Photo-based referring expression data
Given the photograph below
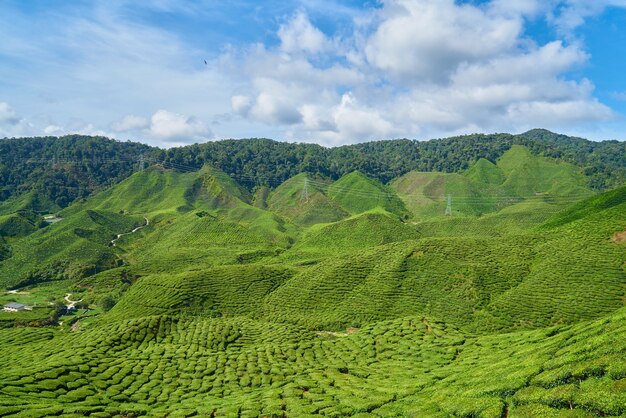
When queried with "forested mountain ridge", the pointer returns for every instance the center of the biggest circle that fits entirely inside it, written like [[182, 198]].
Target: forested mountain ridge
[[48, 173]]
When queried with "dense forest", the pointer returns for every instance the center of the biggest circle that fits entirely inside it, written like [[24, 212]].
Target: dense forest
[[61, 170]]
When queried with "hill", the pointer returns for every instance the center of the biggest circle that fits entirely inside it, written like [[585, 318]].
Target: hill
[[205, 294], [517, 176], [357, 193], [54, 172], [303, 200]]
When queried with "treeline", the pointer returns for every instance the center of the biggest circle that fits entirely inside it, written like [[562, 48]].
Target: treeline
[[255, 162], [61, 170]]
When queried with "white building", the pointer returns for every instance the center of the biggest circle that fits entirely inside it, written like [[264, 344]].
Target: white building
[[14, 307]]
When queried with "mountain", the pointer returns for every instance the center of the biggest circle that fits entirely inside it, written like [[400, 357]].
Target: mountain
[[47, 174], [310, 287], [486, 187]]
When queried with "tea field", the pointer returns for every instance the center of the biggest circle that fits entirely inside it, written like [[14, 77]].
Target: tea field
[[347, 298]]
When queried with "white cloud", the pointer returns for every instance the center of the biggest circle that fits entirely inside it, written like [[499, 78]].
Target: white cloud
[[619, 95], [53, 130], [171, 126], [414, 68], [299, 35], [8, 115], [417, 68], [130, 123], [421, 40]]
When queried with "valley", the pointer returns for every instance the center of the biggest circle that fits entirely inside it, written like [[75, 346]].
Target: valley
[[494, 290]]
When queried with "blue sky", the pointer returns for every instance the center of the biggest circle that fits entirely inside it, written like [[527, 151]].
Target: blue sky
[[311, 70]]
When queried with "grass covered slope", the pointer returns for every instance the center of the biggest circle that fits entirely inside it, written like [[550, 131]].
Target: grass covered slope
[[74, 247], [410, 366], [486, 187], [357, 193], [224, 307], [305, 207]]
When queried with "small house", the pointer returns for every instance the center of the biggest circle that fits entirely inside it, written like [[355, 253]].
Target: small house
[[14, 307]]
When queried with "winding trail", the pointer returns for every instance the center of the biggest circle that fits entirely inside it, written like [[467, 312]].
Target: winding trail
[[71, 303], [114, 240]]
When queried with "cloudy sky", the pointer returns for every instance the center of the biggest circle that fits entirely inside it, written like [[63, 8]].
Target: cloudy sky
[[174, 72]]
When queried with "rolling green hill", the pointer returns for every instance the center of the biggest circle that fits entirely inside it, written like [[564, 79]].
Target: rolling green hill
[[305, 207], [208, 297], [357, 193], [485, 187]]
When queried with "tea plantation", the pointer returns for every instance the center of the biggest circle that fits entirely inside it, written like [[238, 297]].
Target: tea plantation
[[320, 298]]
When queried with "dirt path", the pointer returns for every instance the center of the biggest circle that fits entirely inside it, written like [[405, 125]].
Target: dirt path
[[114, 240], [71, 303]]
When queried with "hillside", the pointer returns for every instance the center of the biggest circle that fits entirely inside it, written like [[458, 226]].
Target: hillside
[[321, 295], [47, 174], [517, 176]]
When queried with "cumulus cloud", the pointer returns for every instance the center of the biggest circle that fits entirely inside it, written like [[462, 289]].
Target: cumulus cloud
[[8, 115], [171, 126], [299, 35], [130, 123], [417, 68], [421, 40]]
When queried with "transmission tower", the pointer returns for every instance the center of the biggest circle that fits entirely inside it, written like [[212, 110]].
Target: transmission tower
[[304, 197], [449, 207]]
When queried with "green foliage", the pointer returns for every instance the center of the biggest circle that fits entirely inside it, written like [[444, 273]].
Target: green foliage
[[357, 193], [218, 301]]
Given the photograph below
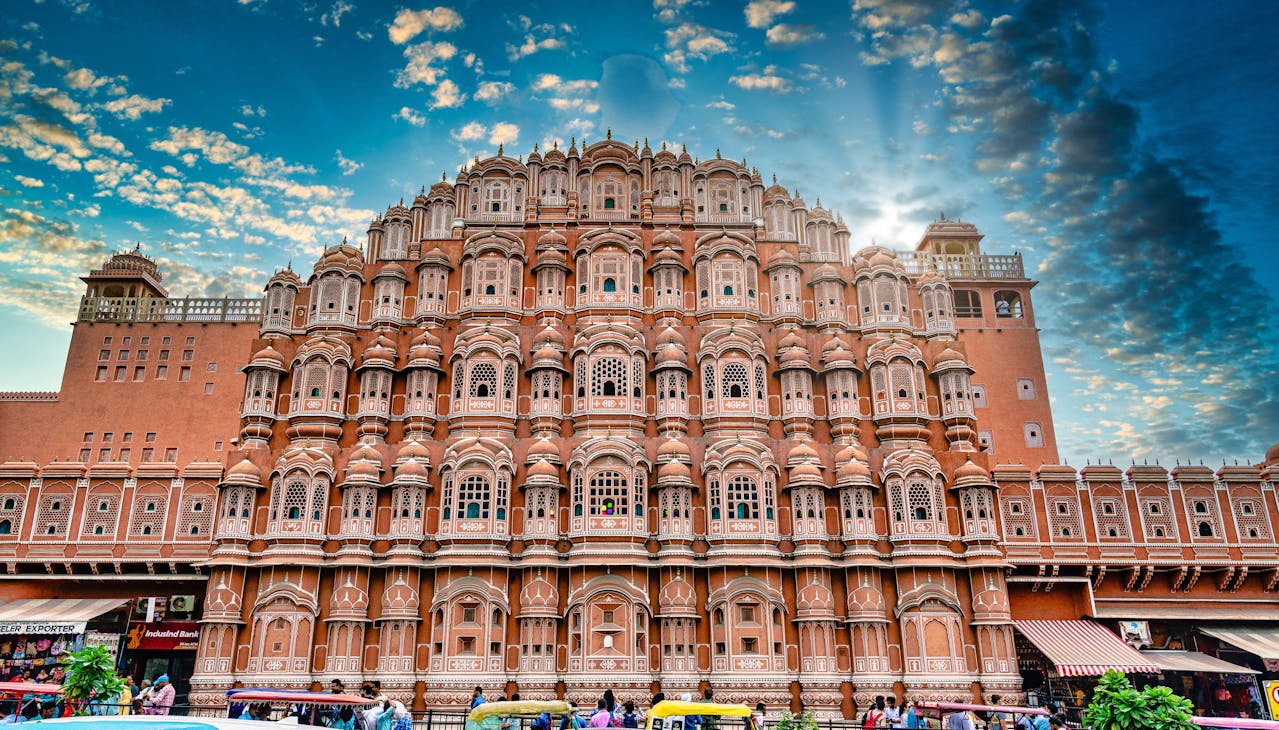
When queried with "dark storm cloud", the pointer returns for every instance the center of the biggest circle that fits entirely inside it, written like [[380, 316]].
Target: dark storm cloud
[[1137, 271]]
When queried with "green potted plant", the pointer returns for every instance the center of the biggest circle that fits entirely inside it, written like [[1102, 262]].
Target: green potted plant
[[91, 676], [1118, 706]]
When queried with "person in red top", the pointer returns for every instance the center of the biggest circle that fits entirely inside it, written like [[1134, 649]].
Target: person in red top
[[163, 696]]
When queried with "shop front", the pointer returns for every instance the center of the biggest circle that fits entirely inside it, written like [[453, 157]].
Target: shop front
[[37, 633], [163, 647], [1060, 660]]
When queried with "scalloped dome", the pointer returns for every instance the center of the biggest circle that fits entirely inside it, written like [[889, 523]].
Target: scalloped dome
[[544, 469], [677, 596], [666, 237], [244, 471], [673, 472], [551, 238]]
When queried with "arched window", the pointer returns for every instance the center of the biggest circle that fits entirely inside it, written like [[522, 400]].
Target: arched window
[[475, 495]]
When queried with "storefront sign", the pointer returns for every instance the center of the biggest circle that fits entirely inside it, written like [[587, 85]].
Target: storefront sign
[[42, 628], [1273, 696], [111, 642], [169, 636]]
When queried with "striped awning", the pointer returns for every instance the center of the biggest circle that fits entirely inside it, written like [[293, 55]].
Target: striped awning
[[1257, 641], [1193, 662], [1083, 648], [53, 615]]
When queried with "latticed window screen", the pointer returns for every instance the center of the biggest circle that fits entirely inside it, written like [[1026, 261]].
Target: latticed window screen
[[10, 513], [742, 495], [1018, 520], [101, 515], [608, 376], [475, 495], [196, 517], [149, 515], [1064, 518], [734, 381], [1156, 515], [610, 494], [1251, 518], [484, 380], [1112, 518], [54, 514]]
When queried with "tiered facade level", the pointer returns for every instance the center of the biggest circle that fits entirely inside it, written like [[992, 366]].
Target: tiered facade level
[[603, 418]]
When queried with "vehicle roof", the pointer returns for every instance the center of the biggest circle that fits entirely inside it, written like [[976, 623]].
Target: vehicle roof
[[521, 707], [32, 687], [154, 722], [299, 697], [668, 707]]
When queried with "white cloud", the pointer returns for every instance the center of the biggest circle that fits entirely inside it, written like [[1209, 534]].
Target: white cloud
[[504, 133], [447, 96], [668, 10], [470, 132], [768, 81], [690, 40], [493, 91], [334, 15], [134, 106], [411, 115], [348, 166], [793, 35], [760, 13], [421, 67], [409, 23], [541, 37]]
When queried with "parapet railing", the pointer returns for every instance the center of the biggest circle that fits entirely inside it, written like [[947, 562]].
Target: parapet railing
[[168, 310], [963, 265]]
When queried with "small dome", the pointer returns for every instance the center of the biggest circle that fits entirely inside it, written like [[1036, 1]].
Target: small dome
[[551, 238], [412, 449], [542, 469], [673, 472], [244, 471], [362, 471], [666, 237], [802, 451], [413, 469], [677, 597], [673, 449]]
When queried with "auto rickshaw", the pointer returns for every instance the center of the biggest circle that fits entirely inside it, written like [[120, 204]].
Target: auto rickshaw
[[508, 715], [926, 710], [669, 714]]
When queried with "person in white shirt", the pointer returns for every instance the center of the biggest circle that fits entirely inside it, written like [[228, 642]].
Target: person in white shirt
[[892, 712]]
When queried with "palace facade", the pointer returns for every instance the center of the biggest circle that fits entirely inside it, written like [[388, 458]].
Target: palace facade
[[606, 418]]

What is expected - An exact copy is needed of the closing lines of the entries above, counting from the one that contains "like [[992, 366]]." and including it and the last.

The answer -
When queried with "tiered facade level", the pointer returns for every instance the center of the biggest circle that fits entirely inside it, written like [[992, 366]].
Target: tiered facade level
[[603, 418]]
When queried with "vehicle roof", the pointer returns for every instance the center of the biggest circle that fits entirely inside it, written like [[976, 623]].
Target: vehicle roof
[[521, 707], [32, 687], [154, 722], [299, 697], [668, 707]]
When queried with "white cloud", the pointer returns for every instance the center of the biggest circle that fits entirely inside it, written like [[1209, 534]].
Target: white cloud
[[504, 133], [447, 96], [668, 10], [470, 132], [768, 81], [690, 40], [493, 91], [334, 15], [134, 106], [411, 115], [348, 166], [793, 35], [760, 13], [421, 67], [409, 23], [541, 37]]
When queried with "parapet railing", the pointer returns for every instance the center of the biggest circle that fits entirely inside it, written like [[947, 562]].
Target: parapet railing
[[168, 310], [963, 265]]
When queried with "small dome", the pointer returns for every instance the center of the biggest circle that fits entirely inside it, written like [[1036, 1]].
Target: small dome
[[551, 238], [412, 449], [542, 469], [673, 472], [244, 471], [362, 471], [666, 237], [802, 451], [413, 469], [677, 597], [673, 449]]
When queried with "auto rickshaw", the pointer returns for every instance the center of the biggest circle that fits entirely inside it, written like [[120, 204]].
Target: auto rickshaw
[[508, 715], [926, 710], [669, 714]]
When queried with "person in white shirt", the pointer returns for every instance the center of the biggest circle that fits entirely inside it, written like [[228, 642]].
Target: person in white shirt
[[892, 712]]
When queried with "palace facade", the pointer returns for every instance the center of the biggest circle that fits entirely inside it, written like [[388, 458]].
Target: palace facade
[[606, 418]]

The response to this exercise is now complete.